-- begin SOURCE PASSAGE --

I accidentally became addicted to Persona 4 Golden about a month ago, when a friend loaned it to me.
Addictions often start this way – a friend opens the door to something which they think you’ll really enjoy, and you willingly, with a sense of curiosity, walk through it. The next thing you know, you find yourself poring through Wiki articles at 4am on your computer while the battery indicator on your handheld blinks at you urgently.
So it was with me and my friend: when he’d heard that I’d never played any games in the Persona series before, he immediately shoved his Playstation Vita with a copy of the game into my hands. He’s a rather trusting type of guy – especially considering I once broke a SNES by spilling a cup of tea over it.
So armed with handheld and game, he sent me off to make my own way in the world, no doubt sniggering that he’d managed to suck yet another poor soul into the illicit world of MegaTen games. Admittedly, I wasn’t expecting much when I sat down for the first time to play. I’d heard of the Shin Megami Tensei games, of course – a series which inspires an almost frightening level of devotion among its fans; but I dove into Persona 4 Golden with the expectation of finding it to be just another JRPG attached to a hype train. By the time credits rolled some 50 hours later, I came away from the game wishing I’d jumped on the train sooner.
The story follows your main character (hereafter known as Yu Narukami) as he stumbles into the middle of a murder mystery. Yu transfers to the small town of Inaba as his parents travel the globe (for work? I think?). Shortly after transferring, he meets some new friends, and hears a rumor about the Midnight Channel. The story goes that if you turn on your TV at exactly midnight while it’s raining, an image of your soulmate will appear.

-- end SOURCE PASSAGE --
-- begin SOURCE DATA --

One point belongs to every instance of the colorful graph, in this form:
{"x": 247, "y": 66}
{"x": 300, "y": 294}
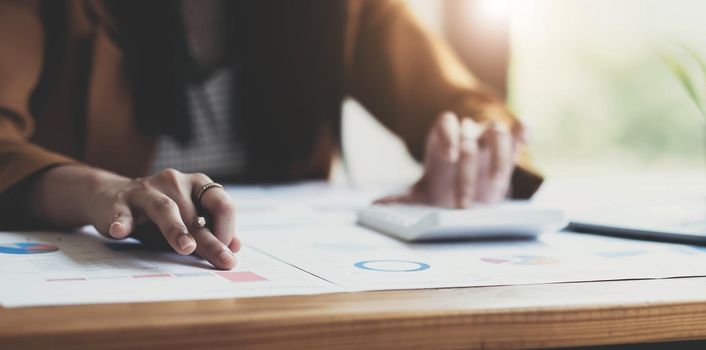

-- end SOURCE DATA --

TASKS
A) Decide whether each statement agrees with the Persona 4 Golden review above. Answer yes or no for each, and quote the words of the review that settle it.
(i) The friend handed over the game together with his Playstation Vita.
(ii) The writer had played earlier games in the Persona series.
(iii) The writer reached the credits after roughly 30 hours of play.
B) Carry on writing the Persona 4 Golden review above from its final sentence, in the same voice.

RESPONSE LIST
A)
(i) Yes: "he immediately shoved his Playstation Vita with a copy of the game into my hands"
(ii) No: "he’d heard that I’d never played any games in the Persona series before"
(iii) No: "By the time credits rolled some 50 hours later"

B)
The real nature of the Midnight Channel quickly becomes apparent as Yu discovers that he can travel through TVs into a different world. In this alternate universe, he meets Teddie, a large stuffed bear who acts as your guide. Teddie informs Yu that people are being pushed into this other world, where they are inevitable killed by Shadows: the parts of their personalities that they hide from the world.
Yu and his team of friends decide that it’s up to them to find out who’s throwing the victims into the TV, and so promptly set out to foil any future attempts and catch the culprit (as you do). As you save more people, your team grows larger, and the plot thickens. Each new person that you save faces their dark secrets, and unlocks their own Persona – a manifestation of what the game describes as “the façades worn to face life’s hardships”. Being a game based in mystery, neither shadows nor Personas – or their origins – are clearly defined, with the character Teddie often remarking in dialogue that “I can’t really explain it.”
Thanks Teddie – you might be a great help in combat, but you’re crap when it comes to exposition dumps.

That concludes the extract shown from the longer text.